*Aufgabenstellung A*
Kopieren Sie aus dem Auszug über das Akkordeon wörtlich alles ab „Sidorova: Meine Großmutter“ bis hinunter zu „Kunst sein kann.“.
*Aufgabenstellung B*
Liefern Sie die Fortsetzung des Auszugs über das Akkordeon, beginnend unmittelbar nach dessen letztem Satz.

*Textauszug*
======

Zugleich wird es oft mit Folklore und Tango in Verbindung gebracht.

Sidorova: Ich stehe voll und ganz zur doppelten Natur des Akkordeons und finde es großartig, dass es einerseits Wurzeln in der Volksmusik hat – die Tangos von Astor Piazzolla zählen beispielsweise unumstößlich zu meinem Repertoire –, man andererseits darauf aber auch Bach und Zeitgenössisches spielen kann. Manchmal bin ich die Erste, die als Akkordeonistin bei einem Orchester zu Gast ist, oder ich komme zu einem Ensemble, das zum ersten Mal ein Werk für mein Instrument in Auftrag gegeben hat. Ich wünsche mir, dass wir uns alle offen und positiv eingestellt begegnen. Wir haben alle ein Gespür für Extreme und neigen zum Schwarz-Weiß-Denken. Letztlich geht es aber doch darum, authentisch zu sein und das Instrument so zu zeigen, wie es wirklich ist.

Sie haben als Sechsjährige auf Initiative Ihrer Großmutter mit dem Akkordeonspiel begonnen. Was faszinierte Sie als Kind daran?

Sidorova: Meine Großmutter fand, es wäre eine gute Idee, Musik als ein Hobby zu beginnen, egal auf welchem Instrument. Sie brachte mir ein paar Melodien bei, damit ich sie beim Singen begleiten konnte. „Wie cool ist das bitte, ich kann Töne erzeugen!“, dachte ich. Wir hatten gemeinsam viel Spaß. Am Ende der Sommerferien erkundigte sich meine Mutter nach Unterricht an der Musikschule. Als ich dort sagte, dass ich unbedingt Akkordeon lernen will, antwortete man scherzhaft, nur gescheiterte Pianisten würden zum Akkordeon wechseln. Doch kein anderes Instrument hat mir so gut gefallen! Später brachte mir die wunderbare Marija Gasele in Riga die ersten klassischen Stücke bei und zeigte mir, dass es nicht nur um Spaß geht, sondern dass Musik eine hohe Form der Kunst sein kann.

Inwiefern eignet sich das Instrument für Einsteiger?

Sidorova: Jeder kennt es, und es ist sehr zugänglich. Im Gegensatz zur Geige etwa können Anfänger schon früh saubere Töne erzeugen. Auch wenn man sich das Spielen zunächst selbst beibringt, findet man rasch einen Weg in die Musik. Anfangs kommt man mit der rechten Hand aus, die linke ist etwas komplizierter, aber auch da findet man sich schnell zurecht. Das Instrument ist recht logisch aufgebaut. Zugegeben, es ist etwas groß, aber es gibt auch kleinere Bauarten für Kinder.

Apropos groß: Nennen Sie Ihr Akkordeon noch „das Biest“?

======

Datensätze:
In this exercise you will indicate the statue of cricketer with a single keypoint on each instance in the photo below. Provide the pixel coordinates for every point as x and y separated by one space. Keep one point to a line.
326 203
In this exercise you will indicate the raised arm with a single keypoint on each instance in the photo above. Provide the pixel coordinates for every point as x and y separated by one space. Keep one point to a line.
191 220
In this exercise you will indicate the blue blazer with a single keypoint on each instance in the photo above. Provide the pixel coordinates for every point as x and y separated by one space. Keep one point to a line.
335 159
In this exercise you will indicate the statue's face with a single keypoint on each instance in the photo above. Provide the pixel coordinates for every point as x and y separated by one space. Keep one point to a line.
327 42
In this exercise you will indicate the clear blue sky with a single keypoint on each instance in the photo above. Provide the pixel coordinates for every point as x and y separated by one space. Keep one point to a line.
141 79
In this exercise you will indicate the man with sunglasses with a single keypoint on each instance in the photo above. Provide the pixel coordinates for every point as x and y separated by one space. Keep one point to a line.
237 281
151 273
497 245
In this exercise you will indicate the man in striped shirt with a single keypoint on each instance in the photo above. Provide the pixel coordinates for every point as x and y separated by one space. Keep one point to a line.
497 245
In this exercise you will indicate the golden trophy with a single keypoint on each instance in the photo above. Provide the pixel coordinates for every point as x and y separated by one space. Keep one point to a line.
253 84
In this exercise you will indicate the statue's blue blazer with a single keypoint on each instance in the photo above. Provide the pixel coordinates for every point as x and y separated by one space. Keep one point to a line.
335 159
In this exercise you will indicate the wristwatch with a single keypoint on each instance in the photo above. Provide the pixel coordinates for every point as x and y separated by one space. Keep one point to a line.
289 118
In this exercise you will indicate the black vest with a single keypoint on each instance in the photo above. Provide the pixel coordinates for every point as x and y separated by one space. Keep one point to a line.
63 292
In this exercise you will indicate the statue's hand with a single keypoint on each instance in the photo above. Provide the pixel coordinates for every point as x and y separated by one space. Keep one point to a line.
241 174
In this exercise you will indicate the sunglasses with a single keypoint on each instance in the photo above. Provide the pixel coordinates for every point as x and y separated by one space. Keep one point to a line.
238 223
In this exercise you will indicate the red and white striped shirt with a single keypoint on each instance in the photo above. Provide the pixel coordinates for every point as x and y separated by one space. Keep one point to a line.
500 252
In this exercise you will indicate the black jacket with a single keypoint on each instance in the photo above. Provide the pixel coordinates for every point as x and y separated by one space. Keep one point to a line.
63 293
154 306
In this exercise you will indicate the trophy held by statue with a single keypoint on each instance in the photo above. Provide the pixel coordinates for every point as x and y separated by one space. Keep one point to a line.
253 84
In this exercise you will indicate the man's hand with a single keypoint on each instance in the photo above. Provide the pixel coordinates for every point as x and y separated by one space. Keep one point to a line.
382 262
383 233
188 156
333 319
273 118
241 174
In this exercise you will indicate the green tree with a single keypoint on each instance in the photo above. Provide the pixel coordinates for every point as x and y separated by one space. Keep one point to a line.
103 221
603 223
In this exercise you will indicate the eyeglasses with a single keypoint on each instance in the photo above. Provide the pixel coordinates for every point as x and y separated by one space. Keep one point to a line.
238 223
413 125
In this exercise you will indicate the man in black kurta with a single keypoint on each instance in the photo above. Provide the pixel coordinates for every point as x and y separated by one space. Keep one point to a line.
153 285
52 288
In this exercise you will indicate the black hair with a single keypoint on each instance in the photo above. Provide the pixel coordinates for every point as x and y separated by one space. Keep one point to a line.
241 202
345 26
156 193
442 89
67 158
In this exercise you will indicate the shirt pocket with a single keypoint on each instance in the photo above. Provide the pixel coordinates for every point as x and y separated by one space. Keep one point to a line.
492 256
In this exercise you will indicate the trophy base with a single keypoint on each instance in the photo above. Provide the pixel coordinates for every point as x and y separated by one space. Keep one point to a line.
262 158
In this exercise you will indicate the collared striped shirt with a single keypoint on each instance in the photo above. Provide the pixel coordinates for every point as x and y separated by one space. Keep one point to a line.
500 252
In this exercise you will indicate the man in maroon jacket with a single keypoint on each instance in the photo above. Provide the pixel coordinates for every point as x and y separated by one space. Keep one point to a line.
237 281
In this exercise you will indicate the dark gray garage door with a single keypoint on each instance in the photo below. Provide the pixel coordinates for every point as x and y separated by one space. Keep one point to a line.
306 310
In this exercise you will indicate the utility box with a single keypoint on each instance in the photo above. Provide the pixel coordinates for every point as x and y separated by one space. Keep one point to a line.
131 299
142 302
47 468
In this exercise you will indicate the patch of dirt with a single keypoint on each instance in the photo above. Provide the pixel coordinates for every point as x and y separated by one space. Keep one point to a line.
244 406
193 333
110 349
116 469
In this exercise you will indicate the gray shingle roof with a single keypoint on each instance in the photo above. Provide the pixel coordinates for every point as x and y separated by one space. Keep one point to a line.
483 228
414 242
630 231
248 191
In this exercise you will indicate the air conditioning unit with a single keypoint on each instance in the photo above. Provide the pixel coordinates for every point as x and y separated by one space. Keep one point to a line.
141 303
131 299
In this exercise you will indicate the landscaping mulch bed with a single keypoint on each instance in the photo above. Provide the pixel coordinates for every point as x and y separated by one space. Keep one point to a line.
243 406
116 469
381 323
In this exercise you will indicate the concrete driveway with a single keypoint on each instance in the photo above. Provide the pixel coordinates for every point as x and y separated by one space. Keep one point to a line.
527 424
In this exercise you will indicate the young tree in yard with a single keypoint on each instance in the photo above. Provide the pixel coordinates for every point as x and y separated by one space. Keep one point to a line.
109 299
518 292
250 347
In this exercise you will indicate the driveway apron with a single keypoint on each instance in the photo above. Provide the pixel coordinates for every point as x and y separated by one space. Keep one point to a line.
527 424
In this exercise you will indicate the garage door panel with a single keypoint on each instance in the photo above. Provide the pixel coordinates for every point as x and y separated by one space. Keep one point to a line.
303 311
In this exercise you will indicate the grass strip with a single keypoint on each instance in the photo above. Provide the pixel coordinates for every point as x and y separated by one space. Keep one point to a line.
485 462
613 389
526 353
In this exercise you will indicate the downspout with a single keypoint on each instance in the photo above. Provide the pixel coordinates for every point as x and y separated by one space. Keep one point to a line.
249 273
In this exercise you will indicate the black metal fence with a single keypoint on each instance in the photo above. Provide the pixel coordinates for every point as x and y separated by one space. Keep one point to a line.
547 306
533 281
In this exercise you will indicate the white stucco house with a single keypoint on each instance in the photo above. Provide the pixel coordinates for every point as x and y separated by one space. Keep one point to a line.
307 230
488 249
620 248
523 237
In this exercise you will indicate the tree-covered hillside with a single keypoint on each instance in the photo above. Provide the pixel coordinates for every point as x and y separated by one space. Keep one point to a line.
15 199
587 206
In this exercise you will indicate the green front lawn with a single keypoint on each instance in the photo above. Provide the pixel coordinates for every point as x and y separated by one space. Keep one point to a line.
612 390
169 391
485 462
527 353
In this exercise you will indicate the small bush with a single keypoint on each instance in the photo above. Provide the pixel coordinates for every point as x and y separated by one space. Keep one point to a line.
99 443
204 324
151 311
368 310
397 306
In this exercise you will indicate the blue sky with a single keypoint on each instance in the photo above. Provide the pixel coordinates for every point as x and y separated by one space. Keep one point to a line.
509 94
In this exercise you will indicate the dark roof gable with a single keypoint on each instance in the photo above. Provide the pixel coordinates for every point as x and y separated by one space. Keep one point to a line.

======

*Antwort A*
Sidorova: Meine Großmutter fand, es wäre eine gute Idee, Musik als ein Hobby zu beginnen, egal auf welchem Instrument. Sie brachte mir ein paar Melodien bei, damit ich sie beim Singen begleiten konnte. „Wie cool ist das bitte, ich kann Töne erzeugen!“, dachte ich. Wir hatten gemeinsam viel Spaß. Am Ende der Sommerferien erkundigte sich meine Mutter nach Unterricht an der Musikschule. Als ich dort sagte, dass ich unbedingt Akkordeon lernen will, antwortete man scherzhaft, nur gescheiterte Pianisten würden zum Akkordeon wechseln. Doch kein anderes Instrument hat mir so gut gefallen! Später brachte mir die wunderbare Marija Gasele in Riga die ersten klassischen Stücke bei und zeigte mir, dass es nicht nur um Spaß geht, sondern dass Musik eine hohe Form der Kunst sein kann.

*Antwort B*
Sidorova: Natürlich! Als ich an der Royal Academy of Music in London studiert habe, gab es die legendären Hauskonzerte bei Martin Summers (einem Kunsthändler aus Chelsea, Anm. d. Red.). Die Akademie hat damals talentierte Studierende vermittelt, eines Tages auch mich. Später erfuhr ich, dass Summers auf die Anfrage der Akademie erst skeptisch reagiert hat. Doch die Musik auf dem Akkordeon gefiel ihm gut, und so fing er an, das Instrument liebevoll „das Biest“ zu nennen. Als mir in einem späteren Semester mein Akkordeon gestohlen wurde, war Martin der Erste, der mir dabei half, eine Spendenaktion für ein neues Instrument auf die Beine zu stellen. Seitdem heißt mein Akkordeon immer „das Biest“.

„Musik spricht die Seele an“, ist Ksenija Sidorova überzeugt
„Musik spricht die Seele an“, ist Ksenija Sidorova überzeugt

Welchen Rat haben Sie für Anfänger?

Sidorova: Jeden Tag ein bisschen üben! Um die linke Hand, das Bassmanual, zu beherrschen, braucht man ein gutes Muskelgedächtnis und viel Gefühl. Das erlangt man nur durch regelmäßiges Üben. Habt Spaß dabei, mit dem Balg zu experimentieren und die verschiedenen Klangmöglichkeiten zu entdecken.

Welche Klischees über das Akkordeon würden Sie gerne aus der Welt schaffen?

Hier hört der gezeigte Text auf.